Example: How to use a shell signal handler to stage out data
#!/bin/bash

# signal handler: catch SIGTERM, save scratch data
trap "sleep 5 ; cd $TMPDIR ; tar cf - * | tar xf - -C ${WOODYHOME}/$PBS_JOBID ; exit" 15

# make job data save directory
mkdir ${WOODYHOME}/$PBS_JOBID

cd $PBS_O_WORKDIR

# assuming a.out stores temp data in $TMPDIR
mpirun ./a.out

The sleep command at the start of the signal handler gives your application some time to shut down before the data is saved. Please note that it is required to use a Bourne or Korn shell variant for catching the TERM signal since csh has only limited facilities for signal handling.

Chain Jobs

For some calculations, it is beneficial to automatically submit a subsequent job after the current run has finished. This can be achieved by including the submit command in your job script. However, it has to be considered that the job will always resubmit itself, even if something goes wrong during run time, e.g. missing input files. This can lead to jobs running wild until they are manually aborted. To prevent this from happening, the job should only be resubmitted if it has run for a sufficiently long time. The following approach can be used:

Example: resubmitting job script for chain jobs
#!/bin/bash

if [ "$SECONDS" -gt "7000" ]; then
cd ${PBS_O_WORKDIR}
qsub job_script
fi

The bash environment variable $SECONDS contains the run time of the shell in seconds. Please note that it is not defined for csh.

**Instruction a**
Name every distinct shell variable that the text on signal handlers and chain jobs references with a dollar sign.

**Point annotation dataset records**
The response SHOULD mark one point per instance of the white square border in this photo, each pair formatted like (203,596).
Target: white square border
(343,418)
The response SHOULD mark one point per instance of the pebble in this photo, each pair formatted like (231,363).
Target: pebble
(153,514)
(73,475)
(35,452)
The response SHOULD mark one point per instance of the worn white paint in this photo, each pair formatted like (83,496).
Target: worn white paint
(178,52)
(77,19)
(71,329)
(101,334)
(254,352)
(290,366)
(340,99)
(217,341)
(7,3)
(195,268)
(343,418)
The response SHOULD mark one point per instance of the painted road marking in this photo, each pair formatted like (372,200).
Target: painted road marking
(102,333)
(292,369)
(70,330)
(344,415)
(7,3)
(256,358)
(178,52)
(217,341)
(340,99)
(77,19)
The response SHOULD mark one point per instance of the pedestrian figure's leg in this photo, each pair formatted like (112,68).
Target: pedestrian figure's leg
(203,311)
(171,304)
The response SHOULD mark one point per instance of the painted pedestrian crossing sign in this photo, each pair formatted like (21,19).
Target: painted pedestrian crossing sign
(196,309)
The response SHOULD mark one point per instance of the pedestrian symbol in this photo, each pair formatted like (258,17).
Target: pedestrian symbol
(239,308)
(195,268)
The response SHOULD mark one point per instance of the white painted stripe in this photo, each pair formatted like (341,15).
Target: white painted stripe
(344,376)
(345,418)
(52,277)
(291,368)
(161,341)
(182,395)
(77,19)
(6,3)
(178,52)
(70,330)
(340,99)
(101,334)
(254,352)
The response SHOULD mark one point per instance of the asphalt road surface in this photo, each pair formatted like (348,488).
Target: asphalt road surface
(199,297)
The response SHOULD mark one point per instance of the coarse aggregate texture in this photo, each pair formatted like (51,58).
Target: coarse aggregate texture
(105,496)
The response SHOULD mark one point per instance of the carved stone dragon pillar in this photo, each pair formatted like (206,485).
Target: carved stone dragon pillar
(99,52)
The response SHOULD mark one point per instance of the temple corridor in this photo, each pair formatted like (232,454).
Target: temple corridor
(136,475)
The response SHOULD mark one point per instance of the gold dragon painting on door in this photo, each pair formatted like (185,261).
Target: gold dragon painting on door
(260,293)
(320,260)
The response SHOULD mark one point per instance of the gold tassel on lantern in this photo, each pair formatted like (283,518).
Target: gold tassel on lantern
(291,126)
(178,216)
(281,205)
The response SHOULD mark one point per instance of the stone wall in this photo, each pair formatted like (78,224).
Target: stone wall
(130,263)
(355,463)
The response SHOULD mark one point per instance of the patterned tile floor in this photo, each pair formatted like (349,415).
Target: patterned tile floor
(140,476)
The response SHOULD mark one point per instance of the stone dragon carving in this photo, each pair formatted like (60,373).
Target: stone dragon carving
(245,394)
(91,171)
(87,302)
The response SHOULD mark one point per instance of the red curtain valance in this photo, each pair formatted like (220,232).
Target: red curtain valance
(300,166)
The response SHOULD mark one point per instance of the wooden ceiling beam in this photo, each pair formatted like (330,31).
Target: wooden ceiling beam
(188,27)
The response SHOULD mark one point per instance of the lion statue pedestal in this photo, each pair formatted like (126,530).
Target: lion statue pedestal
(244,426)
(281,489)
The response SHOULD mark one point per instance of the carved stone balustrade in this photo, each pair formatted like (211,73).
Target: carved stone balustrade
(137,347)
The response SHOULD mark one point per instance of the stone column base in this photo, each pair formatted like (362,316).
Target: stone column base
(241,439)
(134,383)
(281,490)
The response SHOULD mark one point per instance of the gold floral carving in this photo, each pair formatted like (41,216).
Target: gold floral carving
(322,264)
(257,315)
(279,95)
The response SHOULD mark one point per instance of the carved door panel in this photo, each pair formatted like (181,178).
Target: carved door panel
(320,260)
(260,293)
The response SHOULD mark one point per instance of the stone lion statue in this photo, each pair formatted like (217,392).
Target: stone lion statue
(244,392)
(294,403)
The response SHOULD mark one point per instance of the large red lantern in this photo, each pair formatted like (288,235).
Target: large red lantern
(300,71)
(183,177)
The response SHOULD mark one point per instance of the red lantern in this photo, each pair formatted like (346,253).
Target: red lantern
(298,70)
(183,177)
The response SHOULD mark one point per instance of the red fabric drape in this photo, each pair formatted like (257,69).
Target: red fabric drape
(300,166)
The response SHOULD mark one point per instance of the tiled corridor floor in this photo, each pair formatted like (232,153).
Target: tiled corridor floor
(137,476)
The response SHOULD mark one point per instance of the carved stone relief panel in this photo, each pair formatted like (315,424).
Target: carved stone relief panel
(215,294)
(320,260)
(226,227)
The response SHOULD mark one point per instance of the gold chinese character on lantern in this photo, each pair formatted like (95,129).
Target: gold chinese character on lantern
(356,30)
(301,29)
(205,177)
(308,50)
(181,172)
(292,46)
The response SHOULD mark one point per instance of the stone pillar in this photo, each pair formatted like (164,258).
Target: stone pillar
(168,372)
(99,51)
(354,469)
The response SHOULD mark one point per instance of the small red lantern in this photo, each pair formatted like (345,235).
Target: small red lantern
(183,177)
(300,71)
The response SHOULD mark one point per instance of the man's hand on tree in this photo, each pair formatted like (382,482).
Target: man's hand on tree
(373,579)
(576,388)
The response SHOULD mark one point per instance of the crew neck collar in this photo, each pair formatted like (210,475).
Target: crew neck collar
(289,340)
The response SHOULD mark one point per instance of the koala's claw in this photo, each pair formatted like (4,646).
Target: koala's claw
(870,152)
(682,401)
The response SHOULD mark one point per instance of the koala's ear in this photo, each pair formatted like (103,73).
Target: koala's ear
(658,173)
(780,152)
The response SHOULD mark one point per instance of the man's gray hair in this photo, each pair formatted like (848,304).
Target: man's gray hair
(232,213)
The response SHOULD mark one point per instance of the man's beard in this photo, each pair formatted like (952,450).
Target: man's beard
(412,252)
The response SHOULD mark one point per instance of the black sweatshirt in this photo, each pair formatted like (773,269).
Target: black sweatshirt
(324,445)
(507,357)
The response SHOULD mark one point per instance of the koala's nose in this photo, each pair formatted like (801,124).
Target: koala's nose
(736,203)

**Instruction b**
Select and copy every line of the records that contains the word "surface".

**Final result a**
TMPDIR, WOODYHOME, PBS_JOBID, PBS_O_WORKDIR, SECONDS

**Final result b**
The response SHOULD mark one point per instance of the asphalt road surface in this photo, each pair formatted like (348,488).
Target: asphalt road surface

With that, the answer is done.